Object location annotation data:
★ ★ ★ ★ ★

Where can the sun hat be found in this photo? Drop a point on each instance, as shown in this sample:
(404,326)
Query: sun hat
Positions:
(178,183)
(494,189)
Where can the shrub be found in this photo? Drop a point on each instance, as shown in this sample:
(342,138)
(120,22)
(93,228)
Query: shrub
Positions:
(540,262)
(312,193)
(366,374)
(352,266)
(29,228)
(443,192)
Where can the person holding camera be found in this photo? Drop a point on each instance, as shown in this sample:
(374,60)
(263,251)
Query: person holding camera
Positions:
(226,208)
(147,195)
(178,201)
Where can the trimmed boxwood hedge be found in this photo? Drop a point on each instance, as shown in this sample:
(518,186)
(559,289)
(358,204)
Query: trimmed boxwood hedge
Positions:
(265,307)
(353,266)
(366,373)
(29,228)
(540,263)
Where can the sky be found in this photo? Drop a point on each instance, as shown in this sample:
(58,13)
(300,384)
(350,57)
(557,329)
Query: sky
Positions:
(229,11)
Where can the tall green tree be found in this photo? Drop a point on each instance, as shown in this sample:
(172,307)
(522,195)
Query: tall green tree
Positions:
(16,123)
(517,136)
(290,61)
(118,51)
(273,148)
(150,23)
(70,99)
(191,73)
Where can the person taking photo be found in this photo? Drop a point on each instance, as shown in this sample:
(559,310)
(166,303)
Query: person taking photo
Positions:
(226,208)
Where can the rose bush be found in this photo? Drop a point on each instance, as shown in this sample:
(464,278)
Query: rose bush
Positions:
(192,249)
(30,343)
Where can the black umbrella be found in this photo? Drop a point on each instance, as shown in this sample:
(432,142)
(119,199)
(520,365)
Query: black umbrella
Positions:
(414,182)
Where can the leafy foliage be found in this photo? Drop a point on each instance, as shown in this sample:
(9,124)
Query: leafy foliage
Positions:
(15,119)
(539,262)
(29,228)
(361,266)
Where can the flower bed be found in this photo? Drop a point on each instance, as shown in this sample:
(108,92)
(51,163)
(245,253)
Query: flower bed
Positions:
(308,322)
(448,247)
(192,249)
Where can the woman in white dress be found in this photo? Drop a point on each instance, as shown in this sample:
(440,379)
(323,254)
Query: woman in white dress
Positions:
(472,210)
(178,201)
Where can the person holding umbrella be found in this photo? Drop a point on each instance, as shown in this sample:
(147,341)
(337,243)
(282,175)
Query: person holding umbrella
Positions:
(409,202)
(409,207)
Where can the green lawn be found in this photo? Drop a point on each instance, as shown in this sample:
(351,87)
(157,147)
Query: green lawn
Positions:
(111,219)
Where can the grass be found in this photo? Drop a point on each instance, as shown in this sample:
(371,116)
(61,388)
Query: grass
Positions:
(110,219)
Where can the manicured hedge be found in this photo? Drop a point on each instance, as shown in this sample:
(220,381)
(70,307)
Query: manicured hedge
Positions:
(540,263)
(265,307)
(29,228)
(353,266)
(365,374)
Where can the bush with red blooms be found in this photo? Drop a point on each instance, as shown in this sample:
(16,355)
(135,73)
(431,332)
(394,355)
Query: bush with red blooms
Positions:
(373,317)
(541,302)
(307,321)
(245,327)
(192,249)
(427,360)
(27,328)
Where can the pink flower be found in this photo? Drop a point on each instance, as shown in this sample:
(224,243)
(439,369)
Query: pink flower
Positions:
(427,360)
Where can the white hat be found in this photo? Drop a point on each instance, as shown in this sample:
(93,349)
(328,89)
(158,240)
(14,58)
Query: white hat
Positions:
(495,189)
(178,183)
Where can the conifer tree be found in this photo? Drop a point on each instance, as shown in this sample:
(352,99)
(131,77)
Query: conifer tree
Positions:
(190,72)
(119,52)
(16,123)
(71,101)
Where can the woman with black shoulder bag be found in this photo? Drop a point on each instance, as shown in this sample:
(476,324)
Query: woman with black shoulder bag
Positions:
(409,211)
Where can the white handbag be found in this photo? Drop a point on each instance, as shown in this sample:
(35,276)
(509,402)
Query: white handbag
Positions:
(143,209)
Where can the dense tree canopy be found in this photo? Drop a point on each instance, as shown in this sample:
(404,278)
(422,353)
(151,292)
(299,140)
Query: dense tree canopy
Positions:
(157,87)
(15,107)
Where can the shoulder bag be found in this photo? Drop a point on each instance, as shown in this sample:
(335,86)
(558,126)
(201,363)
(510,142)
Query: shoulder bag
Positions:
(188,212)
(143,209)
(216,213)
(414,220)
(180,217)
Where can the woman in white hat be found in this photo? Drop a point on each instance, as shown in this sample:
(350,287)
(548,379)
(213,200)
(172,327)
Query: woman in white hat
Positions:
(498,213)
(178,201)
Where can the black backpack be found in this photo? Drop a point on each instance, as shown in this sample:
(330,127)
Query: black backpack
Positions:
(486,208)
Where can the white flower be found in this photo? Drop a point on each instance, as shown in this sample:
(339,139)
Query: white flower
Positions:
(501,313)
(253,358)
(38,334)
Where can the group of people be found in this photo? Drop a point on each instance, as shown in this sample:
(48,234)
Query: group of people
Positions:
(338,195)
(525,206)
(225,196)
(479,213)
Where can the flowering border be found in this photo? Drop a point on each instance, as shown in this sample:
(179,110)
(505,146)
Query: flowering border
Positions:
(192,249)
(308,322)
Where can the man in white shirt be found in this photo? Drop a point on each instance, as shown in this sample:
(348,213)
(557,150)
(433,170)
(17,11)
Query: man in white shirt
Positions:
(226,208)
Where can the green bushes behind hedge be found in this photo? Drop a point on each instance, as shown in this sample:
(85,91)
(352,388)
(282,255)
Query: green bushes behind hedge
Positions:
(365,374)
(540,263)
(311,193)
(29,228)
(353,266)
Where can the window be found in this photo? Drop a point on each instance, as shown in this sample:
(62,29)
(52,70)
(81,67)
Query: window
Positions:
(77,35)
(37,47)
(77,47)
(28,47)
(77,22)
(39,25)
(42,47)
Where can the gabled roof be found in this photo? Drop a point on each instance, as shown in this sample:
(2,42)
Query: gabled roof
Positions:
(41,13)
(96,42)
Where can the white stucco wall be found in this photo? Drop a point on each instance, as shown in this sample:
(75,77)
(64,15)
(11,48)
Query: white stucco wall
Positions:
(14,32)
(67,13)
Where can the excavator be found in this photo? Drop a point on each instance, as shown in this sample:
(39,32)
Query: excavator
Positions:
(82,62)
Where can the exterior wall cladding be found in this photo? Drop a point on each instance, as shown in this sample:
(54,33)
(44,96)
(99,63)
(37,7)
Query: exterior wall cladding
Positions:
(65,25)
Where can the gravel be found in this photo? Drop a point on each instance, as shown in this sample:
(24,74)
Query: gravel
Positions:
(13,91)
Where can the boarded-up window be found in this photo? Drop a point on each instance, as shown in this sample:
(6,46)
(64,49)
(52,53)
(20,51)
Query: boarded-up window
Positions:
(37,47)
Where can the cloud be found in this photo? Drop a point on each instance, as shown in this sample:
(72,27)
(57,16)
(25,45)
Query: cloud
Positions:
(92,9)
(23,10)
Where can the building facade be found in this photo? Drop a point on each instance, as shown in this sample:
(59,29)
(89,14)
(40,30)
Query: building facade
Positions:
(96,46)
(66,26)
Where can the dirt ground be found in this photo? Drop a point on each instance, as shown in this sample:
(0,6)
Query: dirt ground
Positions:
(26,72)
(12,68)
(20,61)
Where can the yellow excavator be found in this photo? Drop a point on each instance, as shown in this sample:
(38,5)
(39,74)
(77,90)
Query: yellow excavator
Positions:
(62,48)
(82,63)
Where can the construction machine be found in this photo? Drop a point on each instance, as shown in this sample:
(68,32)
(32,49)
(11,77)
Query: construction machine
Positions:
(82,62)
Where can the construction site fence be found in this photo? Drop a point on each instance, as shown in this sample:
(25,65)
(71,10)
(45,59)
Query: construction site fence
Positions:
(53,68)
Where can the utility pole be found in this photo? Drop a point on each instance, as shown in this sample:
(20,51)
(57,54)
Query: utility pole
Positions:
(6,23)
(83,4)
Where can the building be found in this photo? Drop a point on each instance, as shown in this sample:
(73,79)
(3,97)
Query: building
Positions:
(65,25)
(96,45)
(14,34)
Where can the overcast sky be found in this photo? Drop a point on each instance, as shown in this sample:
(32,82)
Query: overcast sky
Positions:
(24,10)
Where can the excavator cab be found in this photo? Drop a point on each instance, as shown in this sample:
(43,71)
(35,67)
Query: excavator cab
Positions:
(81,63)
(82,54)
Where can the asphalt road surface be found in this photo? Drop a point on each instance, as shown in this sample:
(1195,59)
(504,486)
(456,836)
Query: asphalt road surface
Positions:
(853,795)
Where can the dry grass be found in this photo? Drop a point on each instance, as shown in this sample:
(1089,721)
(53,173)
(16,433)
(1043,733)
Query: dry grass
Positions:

★ ★ ★ ★ ★

• [EXERCISE AIM] Copy out the lines starting at the one containing "Where can the overcast" and ending with the last line of the entries. Include nothing else.

• [SOLUTION]
Where can the overcast sky be found in this photo? Drop a point on each instance, as shown in this sample:
(32,82)
Query: overcast sky
Positions:
(24,10)
Where can the excavator cab be found in this photo? Drop a point on each instance, as shown in this sample:
(43,71)
(35,67)
Query: excavator cab
Positions:
(81,63)
(82,54)
Where can the asphalt road surface be found in this photo? Drop a point on each instance, as shown in this sample:
(1195,59)
(504,486)
(456,836)
Query: asphalt road surface
Positions:
(853,795)
Where can the dry grass be found in this photo? Drop a point on each instance, as shown in this sample:
(1089,721)
(53,173)
(16,433)
(1043,733)
Query: dry grass
Positions:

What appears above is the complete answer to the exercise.